Answer these from the source passage below:
(a) How many people does the documentary on "superhuman geniuses" cover?
(b) Which mathematician does one writer say they could never match, however hard they worked?
(c) What strategy did one writer use to improve their GRE verbal score?

▶ SOURCE PASSAGE:

+++

Furthermore, the abilities that we usually think of as intelligence or as the ability to score high on I.Q. tests isn’t even the only sort of mental ability that could be characterized as being that of “superhuman geniuses.” Superhuman Geniuses (Gifted People Documentary) | Real Stories - YouTube is a documentary on five people who the filmmakers want to characterize as “superhuman geniuses.” Of these five people (one an art prodigy, one a music prodigy, one a person who can memorize things incredibly fast, one a person who can also memorize well but who is actually deficient in what is ordinarily thought of as intelligence, and one who is studying chemistry in college at age 7, probably only the chemistry one would score very high on I.Q. tests. There are lots of different mental abilities, only some of which are relevant to I.Q. So understanding the human brain is very difficult, even more so than just understanding I.Q.

Ultimately the OP amounts to:

Poverty is caused by poor education which is caused by people being weakly educatable which is caused by them being dumb which is shown by their low IQ. So by increasing people’s IQs, we’d reverse that causal chain and therefore reduce poverty. So how can we improve IQ?

Which is pretty close to fact-free and is mostly backwards as to the actual causality of the poverty they appear to be most interested in reducing.

We’ve all laid out our pieces on how this thinking is both ill-informed as to facts and logically wrong as to reasoning.

What happens next is up to our OP.

Which is true, but accepting that IQ is largely genetic is very anti-egalitarian and therefore controversial. People don’t like the idea that genetic traits you have no real control over can affect your life outcomes and career prospects.

But as for me, no matter how hard I work at it I would never be anywhere near as good a mathematician as Terence Tao. Or even a decent grad student, I lack the innate talent.

There are a variety of studies devoted to understanding the neurology of intelligence, but I get the impression that much of our intellect is currently unchangeable.

Nick bostrom wrote an interesting article about using embryo selection after we understand the genetic links to intelligence to increase IQ generation to generation. If you combined that with selective breeding I’m sure IQ could go up quite a bit just within a few generations. Granted some people would find that unethical, but point is other than creating a new generation of people hardwired to be smarter than us, IQ is not really changeable much.

It’s much more than “test taking skill”. And an IQ of 125 is hardly ordinary.

Sometimes people tend to throw IQ scores around carelessly (almost always high ones) which detracts from their meaning and usefulness in legal and educational settings.

What I think of as my intelligence is an ability to spot interesting trends and draw interesting inferences from them. That’s not measured by the WAIS. GRE score is a proxy for IQ testing in some situations. I improved my GRE verbal score from beyond excellent to super duper by using the Princeton Review strategy. Because I administered the WAIS frequently, I perform better on it than I would otherwise, even if the test items are substituted so you’re not actually testing my memory. I construe that intelligence (the construct called g) is a combination of nature, nurture (including family SES, education, and access to enrichment), and practice responding to the paradigm being used, not just the information. To this latter point, think about when you learned to solve a Rubik’s Cube quickly, or learned a sudoku-solving or jigsaw puzzle-completing technique, or where to put you feet when you’re the batter. Or even when you learned about Easter Eggs in games, or how to save and replay. Or how to express disagreement with your family member more effectively. There are lots of kinds of intelligence, and what’s on an IQ test is, among other things, a reflection of what the larger culture and the academic/work/forensic/medical culture for which it’s being used as a tool.

+++

▶ DATA EXCERPTS:
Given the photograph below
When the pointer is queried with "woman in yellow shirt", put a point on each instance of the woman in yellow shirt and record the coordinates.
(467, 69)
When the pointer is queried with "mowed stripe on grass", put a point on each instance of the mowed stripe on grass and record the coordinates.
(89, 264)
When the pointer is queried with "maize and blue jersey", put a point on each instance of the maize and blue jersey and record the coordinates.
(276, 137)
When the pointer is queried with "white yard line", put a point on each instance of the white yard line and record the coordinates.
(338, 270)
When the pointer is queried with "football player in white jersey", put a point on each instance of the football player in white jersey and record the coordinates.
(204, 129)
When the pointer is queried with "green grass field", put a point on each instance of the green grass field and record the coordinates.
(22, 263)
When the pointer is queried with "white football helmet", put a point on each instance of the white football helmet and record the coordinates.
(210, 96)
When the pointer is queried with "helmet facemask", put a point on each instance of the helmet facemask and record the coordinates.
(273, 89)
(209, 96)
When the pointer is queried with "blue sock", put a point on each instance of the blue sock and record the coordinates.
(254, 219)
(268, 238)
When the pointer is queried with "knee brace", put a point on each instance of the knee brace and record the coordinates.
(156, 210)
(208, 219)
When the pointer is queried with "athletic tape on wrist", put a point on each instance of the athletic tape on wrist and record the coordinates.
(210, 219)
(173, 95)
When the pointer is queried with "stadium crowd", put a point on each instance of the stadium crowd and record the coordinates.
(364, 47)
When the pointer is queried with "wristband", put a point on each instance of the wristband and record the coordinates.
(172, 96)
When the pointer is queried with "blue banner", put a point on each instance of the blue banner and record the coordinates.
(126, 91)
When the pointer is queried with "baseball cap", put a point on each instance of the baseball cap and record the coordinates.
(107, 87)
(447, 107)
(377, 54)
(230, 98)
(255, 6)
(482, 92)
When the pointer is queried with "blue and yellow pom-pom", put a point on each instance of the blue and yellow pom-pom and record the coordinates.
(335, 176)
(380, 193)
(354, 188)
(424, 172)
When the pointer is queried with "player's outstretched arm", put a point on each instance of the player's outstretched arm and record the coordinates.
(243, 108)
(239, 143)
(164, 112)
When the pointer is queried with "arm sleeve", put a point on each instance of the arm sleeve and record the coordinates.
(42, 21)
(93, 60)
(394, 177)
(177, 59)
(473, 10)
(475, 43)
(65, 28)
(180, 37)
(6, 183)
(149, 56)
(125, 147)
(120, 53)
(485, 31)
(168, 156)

+++

▶ ANSWER:
(a) Five people.
(b) Terence Tao.
(c) The Princeton Review strategy.